Position annotation records:

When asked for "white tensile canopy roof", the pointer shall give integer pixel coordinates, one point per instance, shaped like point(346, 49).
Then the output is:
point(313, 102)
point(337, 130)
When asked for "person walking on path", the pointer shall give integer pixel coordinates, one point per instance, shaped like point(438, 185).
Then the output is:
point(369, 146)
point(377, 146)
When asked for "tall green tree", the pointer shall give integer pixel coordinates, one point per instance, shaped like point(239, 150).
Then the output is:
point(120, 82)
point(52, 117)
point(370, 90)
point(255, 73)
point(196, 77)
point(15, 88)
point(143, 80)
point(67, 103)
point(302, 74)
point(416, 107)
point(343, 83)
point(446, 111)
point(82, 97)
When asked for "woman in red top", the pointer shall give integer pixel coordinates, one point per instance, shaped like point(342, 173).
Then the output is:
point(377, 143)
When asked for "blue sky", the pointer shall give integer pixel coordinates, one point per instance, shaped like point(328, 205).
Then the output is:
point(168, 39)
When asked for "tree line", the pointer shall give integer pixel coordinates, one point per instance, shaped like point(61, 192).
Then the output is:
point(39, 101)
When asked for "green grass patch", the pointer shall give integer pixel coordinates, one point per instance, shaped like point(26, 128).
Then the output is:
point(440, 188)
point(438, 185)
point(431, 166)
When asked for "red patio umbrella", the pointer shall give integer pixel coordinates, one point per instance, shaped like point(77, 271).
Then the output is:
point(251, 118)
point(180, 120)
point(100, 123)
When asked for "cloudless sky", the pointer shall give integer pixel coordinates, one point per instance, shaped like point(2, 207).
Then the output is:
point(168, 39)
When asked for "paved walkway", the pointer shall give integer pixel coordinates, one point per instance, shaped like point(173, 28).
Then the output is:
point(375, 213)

==

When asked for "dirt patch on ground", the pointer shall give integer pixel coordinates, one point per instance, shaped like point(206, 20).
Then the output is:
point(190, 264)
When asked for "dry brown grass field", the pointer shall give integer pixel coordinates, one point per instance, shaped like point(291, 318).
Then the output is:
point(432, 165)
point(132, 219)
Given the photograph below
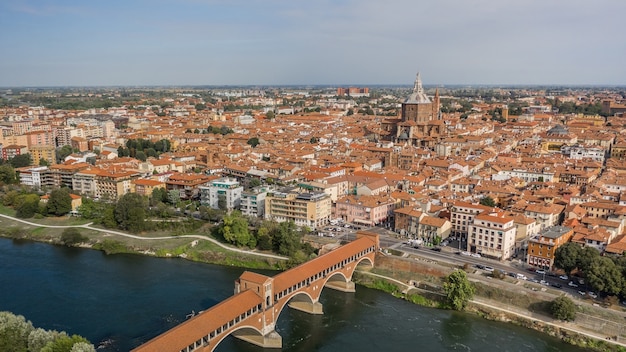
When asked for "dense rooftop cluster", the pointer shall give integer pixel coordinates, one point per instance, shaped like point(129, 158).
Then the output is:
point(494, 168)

● Exercise instructions: Rewrite only the stretch from the line containing "like point(26, 128)." through the line containing "point(375, 213)", changing "shall" to "must" and leaving everything else unchanged.

● Exercise output:
When asked for "green grass patch", the pointer must give integer pixel coordinates, one point per instance, shaped like point(26, 128).
Then the output is:
point(440, 188)
point(438, 185)
point(431, 166)
When asked for "red patio umbrella", the pointer must give integer pixel coordinates, one point per instance, shaped like point(77, 271).
Then the output is:
point(251, 118)
point(180, 120)
point(100, 123)
When asked for "cloudless sky", the pointer must give integer pixel coordinates, one point per instance, shaped like point(2, 207).
Then the output is:
point(168, 39)
When asked for "paved walkway", the pointer must give integer pixel coordinates, one point per instance, shaped like point(173, 28).
Then the output is:
point(375, 213)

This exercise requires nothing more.